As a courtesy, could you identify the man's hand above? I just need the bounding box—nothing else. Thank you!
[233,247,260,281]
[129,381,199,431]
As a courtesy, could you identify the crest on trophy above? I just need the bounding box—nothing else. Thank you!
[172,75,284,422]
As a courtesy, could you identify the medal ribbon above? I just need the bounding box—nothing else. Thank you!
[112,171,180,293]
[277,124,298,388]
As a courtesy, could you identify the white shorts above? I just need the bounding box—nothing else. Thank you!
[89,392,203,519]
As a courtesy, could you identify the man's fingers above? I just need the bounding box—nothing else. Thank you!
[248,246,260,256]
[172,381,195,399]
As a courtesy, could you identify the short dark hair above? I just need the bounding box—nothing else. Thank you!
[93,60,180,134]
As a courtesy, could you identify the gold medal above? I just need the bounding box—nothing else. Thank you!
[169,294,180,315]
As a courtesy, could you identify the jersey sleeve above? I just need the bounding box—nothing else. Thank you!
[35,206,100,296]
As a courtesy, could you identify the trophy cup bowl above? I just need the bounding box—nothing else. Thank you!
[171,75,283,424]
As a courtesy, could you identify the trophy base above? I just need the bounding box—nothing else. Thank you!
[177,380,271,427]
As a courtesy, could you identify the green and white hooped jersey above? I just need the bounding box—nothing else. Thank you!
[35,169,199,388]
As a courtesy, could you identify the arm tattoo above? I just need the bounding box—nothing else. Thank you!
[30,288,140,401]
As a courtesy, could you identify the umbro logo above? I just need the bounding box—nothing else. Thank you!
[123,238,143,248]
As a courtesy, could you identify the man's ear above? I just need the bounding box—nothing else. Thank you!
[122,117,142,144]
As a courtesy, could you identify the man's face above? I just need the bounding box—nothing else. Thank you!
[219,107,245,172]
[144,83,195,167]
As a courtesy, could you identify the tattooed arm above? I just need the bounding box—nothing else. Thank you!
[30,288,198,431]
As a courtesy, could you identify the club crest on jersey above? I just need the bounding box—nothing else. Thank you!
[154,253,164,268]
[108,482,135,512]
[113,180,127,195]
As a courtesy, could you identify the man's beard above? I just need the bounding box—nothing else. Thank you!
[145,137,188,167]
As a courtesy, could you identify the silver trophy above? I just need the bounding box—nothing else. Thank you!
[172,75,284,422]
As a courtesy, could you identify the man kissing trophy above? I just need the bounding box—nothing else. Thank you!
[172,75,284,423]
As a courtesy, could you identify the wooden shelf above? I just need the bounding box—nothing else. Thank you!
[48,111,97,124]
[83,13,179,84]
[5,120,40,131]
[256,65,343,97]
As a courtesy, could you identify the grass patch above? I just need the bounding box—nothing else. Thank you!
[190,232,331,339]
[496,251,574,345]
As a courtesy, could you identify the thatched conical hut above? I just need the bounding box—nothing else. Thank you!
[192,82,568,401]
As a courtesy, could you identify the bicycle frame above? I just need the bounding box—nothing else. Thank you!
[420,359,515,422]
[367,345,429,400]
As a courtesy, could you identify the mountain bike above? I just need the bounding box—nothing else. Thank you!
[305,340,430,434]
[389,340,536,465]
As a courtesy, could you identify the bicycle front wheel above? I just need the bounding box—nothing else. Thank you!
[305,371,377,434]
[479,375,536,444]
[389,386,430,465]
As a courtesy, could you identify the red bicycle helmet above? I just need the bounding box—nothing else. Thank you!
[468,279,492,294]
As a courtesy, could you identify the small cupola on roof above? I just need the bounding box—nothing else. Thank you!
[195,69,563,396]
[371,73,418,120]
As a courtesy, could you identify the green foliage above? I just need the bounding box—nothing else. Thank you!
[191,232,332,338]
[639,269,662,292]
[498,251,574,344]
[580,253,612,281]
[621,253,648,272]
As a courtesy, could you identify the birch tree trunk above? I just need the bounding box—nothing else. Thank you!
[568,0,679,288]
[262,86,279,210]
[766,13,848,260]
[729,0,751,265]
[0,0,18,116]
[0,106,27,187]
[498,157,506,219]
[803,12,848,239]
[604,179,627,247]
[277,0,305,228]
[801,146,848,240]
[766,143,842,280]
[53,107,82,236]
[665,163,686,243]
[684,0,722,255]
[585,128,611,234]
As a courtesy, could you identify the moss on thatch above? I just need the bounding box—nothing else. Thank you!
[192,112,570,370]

------------------------------------------------------------------------

Rewrite all of the rows above, changing each "bounding box" to "box coordinates" and leaving everything else the same.

THE RESPONSE
As a courtesy, could you identify the man's hand above? I just need the box coordinates—nothing else. Thank you!
[233,247,260,281]
[129,381,199,431]
As a courtesy, could you identify the crest on trophy above? I just need the box coordinates—nothing else. Thank you!
[172,75,284,422]
As a courtesy, could you identify the medal ribbon above? I just need the box coordinates—nothing else. Thank you!
[112,171,180,293]
[277,124,298,388]
As a courtesy, could you identify the white shorts above? I just need the box coordinates—nothing else. Thank you!
[89,392,203,519]
As a courtesy, could you identify the man's fingers above? I just need the box coordinates—nothing else. Thank you!
[248,246,260,256]
[172,381,195,399]
As a courtesy, could you identify the short dark hair above? I just need the box coordinates—nothing else. Thank you!
[93,60,180,134]
As a courtesy, could you identify the gold medal above? I just need the box coordinates—nothing else. Thank you!
[169,294,180,315]
As a courtesy, could you identify the jersey sleeve above? I just need the box coordinates—nothing else. Thank you!
[35,206,100,296]
As a courtesy, could you identify the trophy cup bowl above? I just need the box coordinates—nothing else. Thank you!
[171,75,283,424]
As a courtesy, could you identify the trophy base above? I just need the box coordinates—nothing else. Thank you!
[177,380,271,427]
As a courtesy, could you identify the green and white hooped jersey above? I just need the box coordinates—nothing else. Thank you!
[35,169,199,388]
As a courtesy, could you identify the arm tattoo above? I just need the box coordinates—nothing else. Thank you!
[30,288,140,401]
As a courtesy, could you identify the umbro logo above? I just need the box coordinates—nothing else. Thank you!
[123,238,143,248]
As a courtesy, could you identify the man's ear above? I just need the box coordinates—nothing else. Thank you!
[122,117,142,144]
As a courtesy, could you identify the man's face above? I just need the box coordinates—nothing else. Thank you!
[219,107,245,172]
[144,83,195,167]
As a courtesy, could you identify the tattooed arm above? I just need the box coordinates—nothing else. Thank you!
[30,288,198,431]
As a courtesy, could you identify the club crest on jersey above? I just need the box coordinates—nothing else. Thank you!
[154,253,164,268]
[108,482,135,512]
[113,180,127,195]
As a courtesy, could you identify the man's beard above? I just need the box coordinates—nothing else. Thank you!
[145,137,188,167]
As a courtesy, could you identify the silver trophy above? I just need the box coordinates—nothing else. Thank you!
[172,75,284,422]
As a courtesy, could you identify the man kissing trophy above? I just need the box coordinates—nothing else. Thank you!
[172,75,284,423]
As a courtesy, could you identify the wooden shelf above? I just need the box coordinates—nothing else. Thank you!
[48,111,97,124]
[83,13,179,84]
[5,120,40,131]
[256,65,343,97]
As a courtesy, could you identify the grass patch above? I just need the box coordinates—nothing else. Thank you!
[190,232,331,339]
[496,251,574,345]
As a courtesy, could you identify the thatched conical hut above? I just need the box coordinates—nothing else. Thank you!
[192,82,568,401]
As a courtesy, could you identify the bicycle frame above? I just need the box coordinates—nothing else. Thank you!
[420,359,515,422]
[367,345,429,400]
As a courtesy, could you identify the mountain bike above? I just need the box coordinates—nothing else. Thank you!
[305,340,430,434]
[389,340,536,465]
As a courtesy, could you identify the bicycle front wheel above? I just need the box coordinates—nothing else. Thank you!
[305,371,377,434]
[479,375,536,444]
[389,386,430,465]
As a courtesy, could you identify the red bicycle helmet above? I just need the box coordinates—nothing else. Thank you!
[468,279,492,294]
As a courtesy, could you identify the small cupola on roof above? I just need the box coordinates—nothing else. Thank you!
[195,69,563,396]
[371,73,418,120]
As a courtesy, could you identify the green foliage above? I just need the box coordinates—nothing else. Thank you!
[191,232,332,338]
[639,269,662,292]
[498,251,574,344]
[580,253,612,281]
[621,253,648,272]
As a courtesy, could you identify the birch tree trunk above? I just need the box coordinates—nothing else. Thank you!
[568,0,679,288]
[262,86,279,210]
[766,13,848,260]
[729,0,751,265]
[0,0,18,116]
[0,106,27,187]
[498,157,506,219]
[803,12,848,239]
[604,179,627,247]
[277,0,305,228]
[801,146,848,240]
[766,143,842,280]
[53,107,82,236]
[665,163,686,243]
[684,0,722,255]
[585,128,611,234]
As a courtesy, could you identify the moss on thatch above? I just need the box coordinates—nothing else. Thank you!
[192,112,570,370]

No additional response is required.